Directive A => Copy out the reader comments about thundersnow below word for word, in full.

Source =>
+===+
We had thunder snow here in Albuquerque, New Mexico about 3:00 pm today 1/29/25. It blew through and now we have a clear blue sky right before the sun goes down

C. A. Roy

We got thundersnow in Kentucky yesterday, scared me pretty good when the first thunderstrike hit

Angela Rivas

It is 1:25am in Portage county Ohio and it is thunder snowing here. I seen the lightning and heard 2 very loud thunder roars.

Mac

Maybe Jim may want to slow down on the coffee, I’ve heard thundersnow a bunch of times right here in KC, pretty rare but ……

Kaye

???

Krall

It’s 2:16 a.m. and thunder lightning and snow is happening near south haven michigan 12/27/2021

Jack

.

Last edited 4 years ago by Jack
CJ Shelton

Hi. It is almost 4a.m. in Southeasr Texas and we are experiencing our first thunder snowstorm! Feb. 15,2021!

Matthew Piltingsrud

I remember driving home from work one night during a blizzard in southern Minnesota. Outside my car windows I saw flashes of light, several a minute. I didn’t know what it was. At first I thought maybe it was the light from a cell tower. Then I realized it was lightning. Weird thing is, there was no thunder. The snow was so thick it blocked the sound. I barely made it home.

Brian S.

I believe I first experienced thundersnow during the Blizzard of 1978, in Toledo, Ohio, when I was in first grade, or so, but not exactly sure. However,I definitely remember it distinctively in a January, 1992 storm, where I had to drive to work in it. It was early morning, my shift started at 6, and I backed out of the driveway all right, but got stuck as soon as I hit the street. Seven inches had fallen overnight little did I know. I had to dig a path out with a shovel just to get going. Later, at work, I witnessed the thunder and lightning several times. I witnessed this unusual phenomena a handful of times during the 1990s, but never since for some reason.
+===+
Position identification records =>
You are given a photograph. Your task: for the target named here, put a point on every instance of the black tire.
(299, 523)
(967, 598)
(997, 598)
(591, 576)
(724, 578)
+===+
Directive B => Reproduce the records above, substituting "dark tire" for "black tire" and leaving all other lines unchanged.

Correct output A =>
We had thunder snow here in Albuquerque, New Mexico about 3:00 pm today 1/29/25. It blew through and now we have a clear blue sky right before the sun goes down

C. A. Roy

We got thundersnow in Kentucky yesterday, scared me pretty good when the first thunderstrike hit

Angela Rivas

It is 1:25am in Portage county Ohio and it is thunder snowing here. I seen the lightning and heard 2 very loud thunder roars.

Mac

Maybe Jim may want to slow down on the coffee, I’ve heard thundersnow a bunch of times right here in KC, pretty rare but ……

Kaye

???

Krall

It’s 2:16 a.m. and thunder lightning and snow is happening near south haven michigan 12/27/2021

Jack

.

Last edited 4 years ago by Jack
CJ Shelton

Hi. It is almost 4a.m. in Southeasr Texas and we are experiencing our first thunder snowstorm! Feb. 15,2021!

Matthew Piltingsrud

I remember driving home from work one night during a blizzard in southern Minnesota. Outside my car windows I saw flashes of light, several a minute. I didn’t know what it was. At first I thought maybe it was the light from a cell tower. Then I realized it was lightning. Weird thing is, there was no thunder. The snow was so thick it blocked the sound. I barely made it home.

Brian S.

I believe I first experienced thundersnow during the Blizzard of 1978, in Toledo, Ohio, when I was in first grade, or so, but not exactly sure. However,I definitely remember it distinctively in a January, 1992 storm, where I had to drive to work in it. It was early morning, my shift started at 6, and I backed out of the driveway all right, but got stuck as soon as I hit the street. Seven inches had fallen overnight little did I know. I had to dig a path out with a shovel just to get going. Later, at work, I witnessed the thunder and lightning several times. I witnessed this unusual phenomena a handful of times during the 1990s, but never since for some reason.

Correct output B =>
You are given a photograph. Your task: for the target named here, put a point on every instance of the dark tire.
(299, 523)
(967, 598)
(997, 598)
(591, 576)
(724, 578)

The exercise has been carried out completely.